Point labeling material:
++++++
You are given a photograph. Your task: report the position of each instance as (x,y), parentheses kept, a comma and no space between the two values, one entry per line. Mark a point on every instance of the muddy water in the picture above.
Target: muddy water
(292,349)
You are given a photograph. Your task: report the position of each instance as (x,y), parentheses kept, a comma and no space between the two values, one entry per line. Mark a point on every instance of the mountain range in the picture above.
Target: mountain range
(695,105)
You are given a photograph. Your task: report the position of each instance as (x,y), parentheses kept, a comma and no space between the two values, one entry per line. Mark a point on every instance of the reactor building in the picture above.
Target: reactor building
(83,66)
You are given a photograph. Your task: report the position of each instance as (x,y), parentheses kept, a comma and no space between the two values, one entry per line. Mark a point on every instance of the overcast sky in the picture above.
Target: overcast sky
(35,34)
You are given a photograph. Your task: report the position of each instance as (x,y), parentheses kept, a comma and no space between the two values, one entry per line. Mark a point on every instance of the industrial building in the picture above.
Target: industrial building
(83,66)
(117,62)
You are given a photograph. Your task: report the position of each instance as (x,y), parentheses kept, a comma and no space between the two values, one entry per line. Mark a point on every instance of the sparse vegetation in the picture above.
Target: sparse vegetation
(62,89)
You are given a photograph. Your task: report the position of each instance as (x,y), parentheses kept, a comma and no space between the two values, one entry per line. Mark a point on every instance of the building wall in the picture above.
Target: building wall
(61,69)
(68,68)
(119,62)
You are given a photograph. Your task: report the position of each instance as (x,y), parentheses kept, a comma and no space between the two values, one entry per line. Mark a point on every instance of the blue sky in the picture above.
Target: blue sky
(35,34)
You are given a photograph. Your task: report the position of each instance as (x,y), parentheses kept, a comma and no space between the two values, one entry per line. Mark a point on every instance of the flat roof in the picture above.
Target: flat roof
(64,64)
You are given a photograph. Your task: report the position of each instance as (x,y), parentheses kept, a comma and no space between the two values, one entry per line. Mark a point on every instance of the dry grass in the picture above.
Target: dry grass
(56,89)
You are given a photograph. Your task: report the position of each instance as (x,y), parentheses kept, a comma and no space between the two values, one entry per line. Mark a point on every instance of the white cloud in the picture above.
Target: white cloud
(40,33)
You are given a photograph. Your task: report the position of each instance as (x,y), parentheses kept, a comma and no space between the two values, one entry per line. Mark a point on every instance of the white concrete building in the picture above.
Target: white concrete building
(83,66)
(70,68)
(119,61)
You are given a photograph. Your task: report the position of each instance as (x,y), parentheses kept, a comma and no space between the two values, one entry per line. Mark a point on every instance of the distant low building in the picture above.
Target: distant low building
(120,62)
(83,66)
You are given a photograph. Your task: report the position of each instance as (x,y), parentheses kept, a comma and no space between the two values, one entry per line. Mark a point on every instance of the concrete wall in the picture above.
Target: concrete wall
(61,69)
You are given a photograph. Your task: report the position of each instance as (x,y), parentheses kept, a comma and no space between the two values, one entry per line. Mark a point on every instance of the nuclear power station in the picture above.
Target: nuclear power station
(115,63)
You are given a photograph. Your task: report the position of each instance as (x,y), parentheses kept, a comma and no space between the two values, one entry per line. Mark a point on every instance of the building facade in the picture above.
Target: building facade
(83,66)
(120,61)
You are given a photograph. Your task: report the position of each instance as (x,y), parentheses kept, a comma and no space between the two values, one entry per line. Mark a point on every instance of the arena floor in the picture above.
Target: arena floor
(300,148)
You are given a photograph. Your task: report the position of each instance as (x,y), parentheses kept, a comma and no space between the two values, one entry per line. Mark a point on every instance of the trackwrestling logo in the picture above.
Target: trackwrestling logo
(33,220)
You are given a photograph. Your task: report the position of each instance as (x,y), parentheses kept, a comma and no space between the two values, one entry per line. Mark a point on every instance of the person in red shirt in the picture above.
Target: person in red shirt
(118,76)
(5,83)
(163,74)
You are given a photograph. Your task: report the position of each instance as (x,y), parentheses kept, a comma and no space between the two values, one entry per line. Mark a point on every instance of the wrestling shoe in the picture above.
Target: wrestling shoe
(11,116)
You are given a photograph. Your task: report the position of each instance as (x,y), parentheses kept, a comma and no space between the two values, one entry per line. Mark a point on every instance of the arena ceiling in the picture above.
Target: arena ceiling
++++++
**EXERCISE AIM**
Render every line of the material above as a Markdown table, with Row giving each line's number and Line giving its text, and skip blank lines.

**WRITTEN RESPONSE**
| Row | Line |
|---|---|
| 1 | You are given a photograph. Your task: report the position of each instance as (x,y), parentheses kept, a comma and no space between the two values, one entry per line. Mark a point on every instance of the muddy water in the picture above. |
| 2 | Target: muddy water |
| 3 | (292,349) |
| 4 | You are given a photograph. Your task: report the position of each instance as (x,y), parentheses kept, a comma and no space between the two values, one entry per line. Mark a point on every instance of the mountain range in the picture above. |
| 5 | Target: mountain range |
| 6 | (695,105) |
| 7 | You are given a photograph. Your task: report the position of each instance as (x,y), parentheses kept, a comma and no space between the two values, one entry per line. Mark a point on every instance of the reactor building in the picture above. |
| 8 | Target: reactor building |
| 9 | (83,66) |
| 10 | You are given a photograph. Your task: report the position of each instance as (x,y), parentheses kept, a comma and no space between the two values, one entry per line. Mark a point on every instance of the overcast sky in the picture above. |
| 11 | Target: overcast sky |
| 12 | (35,34) |
| 13 | You are given a photograph. Your task: report the position of each instance as (x,y), parentheses kept, a comma and no space between the two values, one entry per line. Mark a point on every instance of the industrial building in the picture above. |
| 14 | Target: industrial building |
| 15 | (83,66) |
| 16 | (117,62) |
| 17 | You are given a photograph. Your task: report the position of each instance as (x,y), parentheses kept, a comma and no space between the two values, one entry per line. Mark a point on every instance of the sparse vegetation in the picture above. |
| 18 | Target: sparse vegetation |
| 19 | (62,89) |
| 20 | You are given a photograph. Your task: report the position of each instance as (x,y), parentheses kept, a comma and no space between the two values, one entry per line. Mark a point on every instance of the building wall in the picture above. |
| 21 | Target: building wall |
| 22 | (61,69) |
| 23 | (68,68) |
| 24 | (119,62) |
| 25 | You are given a photograph. Your task: report the position of each instance as (x,y), parentheses kept, a comma and no space between the two values, one entry per line. Mark a point on every instance of the blue sky in the picture above. |
| 26 | Target: blue sky |
| 27 | (35,34) |
| 28 | You are given a photograph. Your task: report the position of each instance as (x,y), parentheses kept, a comma and no space between the two values, one entry per line. Mark a point on every instance of the flat roof in the picture above. |
| 29 | Target: flat roof |
| 30 | (64,64) |
| 31 | You are given a photograph. Your task: report the position of each instance as (x,y), parentheses kept, a comma and no space between the two values, one entry per line. Mark a point on every instance of the dry grass in the picture above. |
| 32 | Target: dry grass |
| 33 | (56,89) |
| 34 | You are given a photograph. Your task: report the position of each instance as (x,y), parentheses kept, a comma and no space between the two values, one entry per line. Mark a point on every instance of the white cloud in the picture above. |
| 35 | Target: white cloud |
| 36 | (40,33) |
| 37 | You are given a photograph. Your task: report the position of each instance as (x,y), parentheses kept, a comma and no space between the two values, one entry per line. Mark a point on every instance of the white concrete building in the picture above. |
| 38 | Target: white concrete building |
| 39 | (83,66) |
| 40 | (70,68) |
| 41 | (119,61) |
| 42 | You are given a photograph. Your task: report the position of each instance as (x,y), parentheses kept, a comma and no space between the two values, one entry per line. Mark a point on every instance of the distant low building in the picture above. |
| 43 | Target: distant low building |
| 44 | (120,62) |
| 45 | (83,66) |
| 46 | You are given a photograph. Your task: report the position of each instance as (x,y), parentheses kept, a comma and no space between the two values, one entry per line. Mark a point on every instance of the concrete wall in the picture above. |
| 47 | Target: concrete wall |
| 48 | (61,69) |
| 49 | You are given a photograph. Your task: report the position of each instance as (x,y), parentheses kept, a comma and no space between the two values, one entry per line. Mark a point on every instance of the nuclear power station in the picture above. |
| 50 | Target: nuclear power station |
| 51 | (115,63) |
| 52 | You are given a photograph. Your task: report the position of each instance as (x,y), parentheses kept, a comma and no space between the two values, one entry per line. Mark a point on every instance of the building facade in the picture above. |
| 53 | Target: building facade |
| 54 | (83,66) |
| 55 | (120,61) |
| 56 | You are given a photograph. Your task: report the position of each instance as (x,y), parentheses kept, a comma and no space between the two values, one entry per line. Mark a point on every instance of the arena floor in the picture above. |
| 57 | Target: arena floor |
| 58 | (300,148) |
| 59 | You are given a photograph. Your task: report the position of each instance as (x,y), parentheses kept, a comma and no space between the two values, one entry per line. Mark a point on every instance of the trackwrestling logo in the picture above. |
| 60 | Target: trackwrestling logo |
| 61 | (33,220) |
| 62 | You are given a photograph. Your task: report the position of each instance as (x,y), parentheses kept, a comma and no space between the two values, one entry per line. Mark a point on every instance of the person in red shirt in the picture above. |
| 63 | Target: person in red shirt |
| 64 | (118,76) |
| 65 | (5,83) |
| 66 | (163,74) |
| 67 | You are given a photograph. Your task: report the position of each instance as (x,y), parentheses kept, a comma and no space between the two values, one entry per line. Mark a point on every instance of the wrestling shoe in the picture above. |
| 68 | Target: wrestling shoe |
| 69 | (11,116) |
| 70 | You are given a photograph. Your task: report the position of each instance as (x,y), parentheses kept, a comma and no space between the two values, one entry per line. Mark a point on every instance of the arena ceiling in the picture above. |
| 71 | Target: arena ceiling |